EXERCISE — Going from the line that contains "Task: locate the watchtower." down to the last line in the listing below, reproduce every line exactly and include no others.

- - - - - - -

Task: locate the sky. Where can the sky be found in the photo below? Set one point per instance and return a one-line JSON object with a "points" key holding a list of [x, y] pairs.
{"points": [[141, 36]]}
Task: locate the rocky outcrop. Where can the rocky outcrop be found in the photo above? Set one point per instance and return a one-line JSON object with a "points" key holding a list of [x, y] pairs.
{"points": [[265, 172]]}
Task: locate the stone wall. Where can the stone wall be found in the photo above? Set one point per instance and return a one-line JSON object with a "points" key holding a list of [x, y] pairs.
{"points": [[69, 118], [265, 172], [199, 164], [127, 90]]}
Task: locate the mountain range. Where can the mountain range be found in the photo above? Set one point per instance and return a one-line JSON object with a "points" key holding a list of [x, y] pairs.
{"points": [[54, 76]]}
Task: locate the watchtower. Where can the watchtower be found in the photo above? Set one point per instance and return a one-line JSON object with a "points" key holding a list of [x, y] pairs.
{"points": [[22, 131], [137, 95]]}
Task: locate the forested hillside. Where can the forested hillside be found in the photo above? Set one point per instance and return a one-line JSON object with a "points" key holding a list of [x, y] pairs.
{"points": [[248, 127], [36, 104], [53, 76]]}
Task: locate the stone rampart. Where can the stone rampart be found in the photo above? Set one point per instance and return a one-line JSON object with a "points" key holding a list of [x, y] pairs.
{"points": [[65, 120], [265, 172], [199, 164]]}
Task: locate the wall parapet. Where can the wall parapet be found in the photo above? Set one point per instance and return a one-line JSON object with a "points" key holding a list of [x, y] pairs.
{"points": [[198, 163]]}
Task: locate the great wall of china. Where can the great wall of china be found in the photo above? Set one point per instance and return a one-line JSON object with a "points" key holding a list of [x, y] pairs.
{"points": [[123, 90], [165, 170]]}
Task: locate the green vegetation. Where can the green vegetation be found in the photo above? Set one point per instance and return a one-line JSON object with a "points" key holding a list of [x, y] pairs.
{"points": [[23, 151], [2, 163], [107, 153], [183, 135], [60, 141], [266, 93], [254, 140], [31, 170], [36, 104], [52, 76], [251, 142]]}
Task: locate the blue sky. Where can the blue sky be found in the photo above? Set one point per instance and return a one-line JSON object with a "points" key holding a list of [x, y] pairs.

- - - - - - -

RESPONSE BELOW —
Task: locate the watchtower. Where can the watchtower be found in the photo above? Set one point per instance and return a one-line JSON object with a "points" key holding a list of [x, y] pairs.
{"points": [[22, 131], [137, 95]]}
Task: locate the forested hillside. Where can the forested hillside be found in the photo above? Set one point per instance and return a one-line JSON object with a "points" key holding a list of [x, y] pairs.
{"points": [[248, 127], [36, 104], [53, 76]]}
Task: locate the stone rampart. Where can the stone rampart be found in the photo above? Set one point per instance and return a one-line JSON object with a "points" key holding a list of [x, y] pairs.
{"points": [[65, 120], [265, 172], [199, 164]]}
Task: locate the wall parapet. Where can the wall parapet be found in the photo above? Set one point per instance and return a one-line JSON object with a "points" key holding a list of [x, y] pairs.
{"points": [[198, 163]]}
Task: locate the great wall of china. Where can the great wall of china be found in the photo above? Set one point per instance and return a one-line JSON object with a "points" key holding a list of [x, y] pairs.
{"points": [[123, 90], [165, 170]]}
Task: locate the green vegetation. Where can the green vegetation be found in the photo above? Set one point per instance and return a one-line JSON object with a "points" key holding a list of [x, y] pairs.
{"points": [[23, 151], [2, 163], [107, 153], [183, 135], [60, 141], [266, 93], [254, 140], [31, 170], [36, 104], [52, 76], [251, 142]]}
Task: locate the blue sky. Where can the blue sky be found in the photo above? Set one point per instance and return a one-line JSON object with a "points" key holding a list of [x, y] pairs.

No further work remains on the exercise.